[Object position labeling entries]
* * * *
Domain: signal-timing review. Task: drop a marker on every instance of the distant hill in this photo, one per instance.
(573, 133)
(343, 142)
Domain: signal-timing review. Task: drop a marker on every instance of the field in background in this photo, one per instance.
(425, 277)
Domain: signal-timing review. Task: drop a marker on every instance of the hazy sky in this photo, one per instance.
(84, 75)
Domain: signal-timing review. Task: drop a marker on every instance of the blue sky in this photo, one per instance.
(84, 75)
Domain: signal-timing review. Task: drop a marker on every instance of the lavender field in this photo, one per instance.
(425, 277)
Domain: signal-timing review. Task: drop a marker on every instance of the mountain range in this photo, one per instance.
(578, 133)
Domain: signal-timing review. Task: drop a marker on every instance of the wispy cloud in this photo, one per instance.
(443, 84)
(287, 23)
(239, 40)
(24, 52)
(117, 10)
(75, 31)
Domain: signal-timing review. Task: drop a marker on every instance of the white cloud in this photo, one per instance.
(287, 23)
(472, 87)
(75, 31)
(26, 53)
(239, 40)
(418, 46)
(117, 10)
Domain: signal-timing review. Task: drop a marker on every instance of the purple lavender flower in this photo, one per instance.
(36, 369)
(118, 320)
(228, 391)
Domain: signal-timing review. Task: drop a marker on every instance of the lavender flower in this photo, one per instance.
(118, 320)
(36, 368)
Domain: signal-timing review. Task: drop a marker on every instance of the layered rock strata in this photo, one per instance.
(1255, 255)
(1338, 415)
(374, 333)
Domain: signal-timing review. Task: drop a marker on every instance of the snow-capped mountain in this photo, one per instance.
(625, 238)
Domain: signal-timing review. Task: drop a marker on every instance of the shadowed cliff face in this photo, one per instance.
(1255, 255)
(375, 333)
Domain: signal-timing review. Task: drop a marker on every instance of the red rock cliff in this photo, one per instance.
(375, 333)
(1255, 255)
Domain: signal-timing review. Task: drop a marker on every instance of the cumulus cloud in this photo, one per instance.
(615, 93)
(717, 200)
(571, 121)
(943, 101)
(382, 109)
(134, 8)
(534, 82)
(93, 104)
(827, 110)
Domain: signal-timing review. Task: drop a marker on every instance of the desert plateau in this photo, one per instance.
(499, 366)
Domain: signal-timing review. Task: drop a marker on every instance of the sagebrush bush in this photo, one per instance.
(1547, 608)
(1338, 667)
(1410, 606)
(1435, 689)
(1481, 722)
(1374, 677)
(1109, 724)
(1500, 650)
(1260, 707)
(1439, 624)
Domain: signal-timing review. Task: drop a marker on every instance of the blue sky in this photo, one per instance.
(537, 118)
* * * *
◆ **Exercise prompt**
Copy out each record, keeping every word as it is.

◆ **Result**
Domain: signal-timing review. Task: drop a marker on every instance of the distant hill in this photo, one per instance.
(573, 133)
(343, 142)
Domain: signal-timing review. Task: drop a marker on every instance of the field in background in this photo, one per instance.
(425, 277)
Domain: signal-timing review. Task: drop a marker on every instance of the hazy sky in this photo, one per instance.
(84, 75)
Domain: signal-timing review. Task: drop a marker on every instance of the blue sky in this photo, one per instance.
(84, 75)
Domain: signal-timing review. Task: drop a marker on every instance of the lavender field in this photo, one per instance.
(425, 277)
Domain: signal-timing review. Task: drop a marker on every instance of the mountain range in this photo, one per instance.
(578, 133)
Domain: signal-timing review. Task: drop a marker on every instance of the wispy cloud in this photo, one per instance.
(443, 84)
(287, 23)
(239, 40)
(24, 52)
(117, 10)
(75, 31)
Domain: signal-timing review. Task: drop a marker on every instance of the white cloud in this photo, one per instance.
(287, 23)
(472, 87)
(75, 31)
(26, 53)
(239, 40)
(418, 46)
(117, 10)
Domain: signal-timing review. Task: drop a marker on every instance of the purple lavender flower in this photo, one per instance.
(36, 369)
(118, 320)
(228, 391)
Domain: signal-timing review. Task: drop a marker on every instance of the lavender flower in this photo, one per instance.
(118, 320)
(36, 368)
Domain: signal-timing review. Task: drop a marker on every instance of the layered rock strata in this photo, one per instance.
(1255, 255)
(1338, 415)
(374, 333)
Domain: signal-timing review. Task: drop a marker on every instance of the snow-capped mountain in this photo, one per instance.
(625, 238)
Domain: signal-timing review. Task: drop a marker on every instance of the shadowed cliff face in this photo, one per instance.
(1255, 255)
(375, 333)
Domain: signal-timing review. Task: drop a marker on every instance of the red rock cliff in this photo, one per instance.
(375, 333)
(1255, 255)
Domain: signal-timing review. Task: drop a marker on every instance of the cumulus cloud in this photo, one per instance.
(615, 93)
(717, 200)
(571, 121)
(943, 101)
(382, 109)
(134, 8)
(534, 82)
(93, 104)
(827, 110)
Domain: signal-timing review. Task: drop a marker on every instance of the desert plateau in this photo, one per instance.
(499, 366)
Domain: signal-timing review. Task: drop a marker on every instance of the sagebrush bush in this photo, one per instance.
(1547, 608)
(1338, 667)
(1410, 606)
(1435, 689)
(1481, 722)
(1374, 677)
(1109, 724)
(1500, 650)
(1260, 707)
(1439, 624)
Domain: signal-timing review. Task: drop a marker on every instance of the blue sky in this photo, one per instance.
(537, 118)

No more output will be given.